— Texte de l'exercice —

Carmina Burana
Chorégraphie : Claude Brumachon
Distribution : Ballet du Grand Théâtre de Genève
Musiques : Carl Orff
« Je cherche un style, c’est la seule chose qui m’a intéressé » dit Claude Brumachon.
Et son style est fait de violence, d’arrêts brusques, de chutes et de mouvements répétitifs.
Et c’est en cela qu’on reconnaît les grands chorégraphes. Débordant d’énergie, virtuose, tranchée, charnelle, vibrante, leur danse est de la danse, une danse qui passe même par un dur travail à la barre et beaucoup d’échauffements.
Au fil des années, Claude Brumachon et Benjamin Lamarche se sont confrontés à différentes manières d’exprimer et d’inventer le mouvement mais, pour citer encore des mots de Brumachon « J’ai toujours pratiqué cette énergie, on m’a même reproché la sueur, une corporalité violente mais moi j’aime ça, telle chute, telle remontée, tel attrapage, telle embrassade ; l’effort c’est d’abord le plaisir. Je travaille beaucoup sur les étirements extrêmes et les chutes mais derrière il y a une réflexion sur le mouvement ».
Ainsi on peut le définir comme un bouillonnant créateur se remettant en cause chaque fois.

— Consigne de travail 1 —
Traduisez en anglais la phrase suivante du texte sur Carmina Burana : « Et son style est fait de violence, d'arrêts brusques, de chutes et de mouvements répétitifs. »
— Consigne de travail 2 —
D'après le texte sur Carmina Burana, pourquoi Claude Brumachon conserve-t-il cette énergie malgré les reproches qu'on lui a adressés ? Répondez en une à trois phrases.

— Liste des données —
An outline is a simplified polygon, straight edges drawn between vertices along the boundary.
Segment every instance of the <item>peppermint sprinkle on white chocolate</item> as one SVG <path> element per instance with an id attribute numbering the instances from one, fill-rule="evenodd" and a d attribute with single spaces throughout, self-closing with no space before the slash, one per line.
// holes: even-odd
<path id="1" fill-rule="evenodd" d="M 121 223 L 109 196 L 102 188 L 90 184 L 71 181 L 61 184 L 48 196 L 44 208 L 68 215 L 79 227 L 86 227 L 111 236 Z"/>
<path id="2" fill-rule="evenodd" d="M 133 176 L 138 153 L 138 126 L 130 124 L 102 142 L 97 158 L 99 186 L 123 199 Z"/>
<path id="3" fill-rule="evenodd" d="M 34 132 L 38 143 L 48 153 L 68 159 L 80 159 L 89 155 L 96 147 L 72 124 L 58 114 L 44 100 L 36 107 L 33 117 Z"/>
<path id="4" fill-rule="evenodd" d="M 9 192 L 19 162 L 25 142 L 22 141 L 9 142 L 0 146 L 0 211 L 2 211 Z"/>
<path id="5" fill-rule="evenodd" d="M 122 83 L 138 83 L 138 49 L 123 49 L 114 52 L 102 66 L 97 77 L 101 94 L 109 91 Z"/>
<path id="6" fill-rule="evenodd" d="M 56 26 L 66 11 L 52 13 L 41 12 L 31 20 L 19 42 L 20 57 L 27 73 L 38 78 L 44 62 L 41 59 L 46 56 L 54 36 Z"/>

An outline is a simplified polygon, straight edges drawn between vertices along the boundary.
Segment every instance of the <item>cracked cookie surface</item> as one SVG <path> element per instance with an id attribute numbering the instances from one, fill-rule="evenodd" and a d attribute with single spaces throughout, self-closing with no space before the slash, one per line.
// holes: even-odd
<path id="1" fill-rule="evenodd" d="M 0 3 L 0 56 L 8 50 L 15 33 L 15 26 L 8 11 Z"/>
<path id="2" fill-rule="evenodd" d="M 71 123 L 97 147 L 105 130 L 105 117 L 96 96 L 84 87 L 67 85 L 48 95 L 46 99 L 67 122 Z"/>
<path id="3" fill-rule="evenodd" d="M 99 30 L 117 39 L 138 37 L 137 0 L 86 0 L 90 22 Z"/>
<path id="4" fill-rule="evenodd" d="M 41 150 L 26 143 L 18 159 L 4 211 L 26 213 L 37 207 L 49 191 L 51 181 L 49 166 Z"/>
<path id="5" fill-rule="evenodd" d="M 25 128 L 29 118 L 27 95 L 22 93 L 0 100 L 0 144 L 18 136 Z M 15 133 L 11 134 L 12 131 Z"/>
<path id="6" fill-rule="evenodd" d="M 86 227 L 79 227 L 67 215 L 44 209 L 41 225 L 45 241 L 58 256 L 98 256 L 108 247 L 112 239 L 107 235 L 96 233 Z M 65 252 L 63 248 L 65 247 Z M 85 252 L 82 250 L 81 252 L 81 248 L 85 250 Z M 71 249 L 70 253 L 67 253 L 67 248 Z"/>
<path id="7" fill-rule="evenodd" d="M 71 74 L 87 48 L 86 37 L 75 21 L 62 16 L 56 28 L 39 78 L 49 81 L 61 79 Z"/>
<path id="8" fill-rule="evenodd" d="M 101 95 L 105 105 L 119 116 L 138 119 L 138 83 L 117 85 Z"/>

— Résultat de l'exercice 1 —
And his style is made up of violence, abrupt stops, falls and repetitive movements.

— Résultat de l'exercice 2 —
Il aime cette corporalité violente, avec ses chutes, ses remontées, ses attrapages et ses embrassades. Pour lui, l'effort est d'abord le plaisir.